■ Your task
Write the next portion of the KinFu Large Scale tutorial below, starting right after its final sentence.

This tutorial demonstrates how to use KinFu Large Scale to produce a mesh (in meters) from a room, and apply texture information in post-processing for a more appealing visual result. The first part of this tutorial shows how to obtain the TSDF cloud from KinFu Large Scale. The second part shows how to convert the TSDF cloud into a uniform mesh. The third part shows how to texture the obtained mesh using the RGB images and poses we obtained from KinFu Large Scale.
This section describes the TSDF Cloud, which is the expected output of KinFu Large Scale. A TSDF cloud looks like the one in the following video.
You may be wondering: “What is the difference between a TSDF cloud and a normal point cloud?” Well, a TSDF cloud is a point cloud. However, the TSDF cloud makes use of how the data is stored within GPU at KinFu runtime.
Figure 1: The cube is subdivided into a set of Voxels. These voxels are equal in size. The default size in meters for the cube is 3 meters per axis. The default voxel size is 512 per axis. Both the number of voxels and the size in meters give the amount of detail of our model.
As you may already know, the way in which the TSDF volume is stored in GPU is a voxel grid. KinFu subdivides the physical space of the cube (e.g. 3 meters) into a voxel grid with a certain number of voxels per axis (say, 512 voxels per axis). The size in meters of the cube and the number of voxels give us the resolution of our cube. The quality of the model is proportional to these two parameters. However, modifying them affects directly the memory footprint for our TSDF volume in GPU. Further information on these properties can be found in the relevant papers.
At the time of data extraction, the grid is traversed from front to back, and the TSDF values are checked for each voxel. In the figure below, you may notice that the values range from -1 to 1.
Figure 2: A representation of the TSDF Volume grid in the GPU. Each element in the grid represents a voxel, and the value inside it represents the TSDF value. The TSDF value is the distance to the nearest isosurface. The TSDF has a positive value whenever we are “in front” of the surface, whereas it has a negative value when inside the isosurface. At the time of extraction, we avoid extracting the voxels with a value of 1, since they represent empty space, and are therefore of no use to our model.
Since we want to minimize the required bandwidth between GPU and CPU, we will only extract the voxels with a TSDF value in the range [-1, 0.98]. We avoid extracting voxels with a value of 1 because they represent empty space. In this way we ensure that we only extract those voxels that are close to the isosurface. The TSDF cloud is not in meters. The X,Y,Z coordinates for each of the extracted points correspond to the voxel indices with respect to the world model.
As mentioned above, the TSDF cloud is a section of the TSDF volume grid; which is why the points are equally-spaced and uniformly-distributed. This can be observed when we zoom in the point cloud.

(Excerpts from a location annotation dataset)

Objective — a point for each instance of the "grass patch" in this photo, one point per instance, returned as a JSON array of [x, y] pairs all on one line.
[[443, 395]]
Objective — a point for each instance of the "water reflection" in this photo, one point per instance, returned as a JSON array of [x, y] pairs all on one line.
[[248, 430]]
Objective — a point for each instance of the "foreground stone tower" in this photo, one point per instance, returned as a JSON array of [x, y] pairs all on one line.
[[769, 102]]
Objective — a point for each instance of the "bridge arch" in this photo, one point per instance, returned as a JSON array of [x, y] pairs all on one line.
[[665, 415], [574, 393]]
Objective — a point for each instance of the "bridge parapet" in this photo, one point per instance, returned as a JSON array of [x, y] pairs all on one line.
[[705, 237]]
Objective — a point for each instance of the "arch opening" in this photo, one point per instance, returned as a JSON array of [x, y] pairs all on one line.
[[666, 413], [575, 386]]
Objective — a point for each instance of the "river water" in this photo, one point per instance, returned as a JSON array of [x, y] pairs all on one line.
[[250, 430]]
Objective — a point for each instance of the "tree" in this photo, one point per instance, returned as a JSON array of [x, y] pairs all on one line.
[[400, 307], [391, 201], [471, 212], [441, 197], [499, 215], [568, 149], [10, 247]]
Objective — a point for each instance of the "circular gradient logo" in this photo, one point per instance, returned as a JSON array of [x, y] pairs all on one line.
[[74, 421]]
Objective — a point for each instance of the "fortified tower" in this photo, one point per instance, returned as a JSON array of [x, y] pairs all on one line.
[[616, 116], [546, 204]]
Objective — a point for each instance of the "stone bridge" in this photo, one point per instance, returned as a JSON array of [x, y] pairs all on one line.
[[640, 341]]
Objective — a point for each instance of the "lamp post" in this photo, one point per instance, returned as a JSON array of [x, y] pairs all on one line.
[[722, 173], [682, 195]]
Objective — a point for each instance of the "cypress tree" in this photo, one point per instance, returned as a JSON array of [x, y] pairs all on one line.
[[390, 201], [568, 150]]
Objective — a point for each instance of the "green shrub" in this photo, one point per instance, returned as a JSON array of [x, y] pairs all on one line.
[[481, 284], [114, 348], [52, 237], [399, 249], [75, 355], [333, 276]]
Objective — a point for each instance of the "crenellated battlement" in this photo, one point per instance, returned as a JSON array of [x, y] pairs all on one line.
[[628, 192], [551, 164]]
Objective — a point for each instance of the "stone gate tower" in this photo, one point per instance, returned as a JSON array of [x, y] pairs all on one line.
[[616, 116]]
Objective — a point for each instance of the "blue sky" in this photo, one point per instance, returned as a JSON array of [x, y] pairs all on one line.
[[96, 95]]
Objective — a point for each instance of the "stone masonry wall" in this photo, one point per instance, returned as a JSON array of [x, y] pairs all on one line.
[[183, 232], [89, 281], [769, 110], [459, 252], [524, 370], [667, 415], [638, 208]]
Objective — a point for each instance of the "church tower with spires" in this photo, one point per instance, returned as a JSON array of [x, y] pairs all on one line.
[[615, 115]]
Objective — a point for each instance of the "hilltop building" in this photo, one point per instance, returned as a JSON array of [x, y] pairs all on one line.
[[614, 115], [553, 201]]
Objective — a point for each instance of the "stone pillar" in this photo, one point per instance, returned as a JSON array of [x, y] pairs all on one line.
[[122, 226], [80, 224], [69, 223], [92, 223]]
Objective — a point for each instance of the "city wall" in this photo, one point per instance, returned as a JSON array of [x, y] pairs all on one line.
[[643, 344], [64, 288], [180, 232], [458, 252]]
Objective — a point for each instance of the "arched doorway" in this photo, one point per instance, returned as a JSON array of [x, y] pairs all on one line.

■ Output for this task
Finally, we are ready to start KinFu Large Scale. After building the trunk, we will call the application:
$ ./bin/pcl_kinfu_largeScale -r -et
The -r parameter enables registration, which is used for texture extraction. In particular, it allows us to extract the correct focal length. The -et parameter enables the texture extraction. By enabling this option, we will extract RGB images at the same time that we are scanning. All the RGB snapshots are saved in the KinFuSnapshots folder. Each RGB image will be saved with its corresponding camera pose. It is suggested to empty this directory before starting the scan, in this way we avoid using textures that do not correspond to our latest scan.
The video below shows the process of scanning a large area. Notice the smooth movements at the time of scanning. Furthermore, notice how a complex object (e.g. chair) is kept within sight at the time of shifting so that tracking does not get lost.
- The shifting can be triggered by rotation or translation.
- Every time we shift out part of the cube, four main things happen: 1)We save the data in the slice that is shifted out and send it to the world model, which is stored in CPU. 2) We clear that slice to allow for new data to be added. 3) We shift the cube’s origin. 4) We retrieve existing data (if any) from the world model and load it to the TSDF volume. This is only present when we return to areas that we previously scanned.
- Whenever we are satisfied with the area that we have scanned, we press the “L” key to let KinFu know that we are ready to perform the exit routine. However, the routine is not executed until we shift again.
What the exit routine will do is to get all the information regarding our model, comprise it in a point cloud and save it to disk as world.pcd The PCD file is saved in the same directory from where we run KinFu Large Scale.
Since we used the -et option, you will also find a folder called KinFuSnapshots, which contains all the RGB images and its corresponding poses for this scan. The following video demonstrates the scanning process and the generated output:
The next part of this tutorial will demonstrate how to get a mesh from the TSDF cloud.
This section describes how to convert the TSDF Cloud, which is the expected output of KinFu Large Scale, into a mesh. For this purpose we will use the meshing application in KinFu Large Scale. The input for this application is the world model as a PCD file. The output is a set of meshes, since the world model is processed as a set of cubes.
The reason why we load the world model in cubes is because we have the limitation of memory in the GPU. A point of improvement for the meshing application could be to return the complete mesh instead of a set of meshes. Contributions welcome!
After we obtain a set of meshes, we process them in Meshlab in order to merge them as a single mesh. At this point it is important to mention that we need to save the mesh as a ply file without binary encoding.
The mesh is also simplified using quadric edge decimation. The reason for doing this is to reduce the time it takes to perform the UV mapping in the next step. The UV mapping is done for each face in the mesh. Therefore, by reducing the number of faces we reduce the time it takes to generate the texture.
We run this application with the command:
$ ./bin/pcl_kinfu_largeScale_mesh_output world.pcd
where world.pcd is the world model we obtained from KinFu Large Scale. The following video shows the process of creating, merging, and simplifying the meshes into a single mesh which we will use for texturing.
The next part of this tutorial will demonstrate how to generate the texture for the mesh we have just created.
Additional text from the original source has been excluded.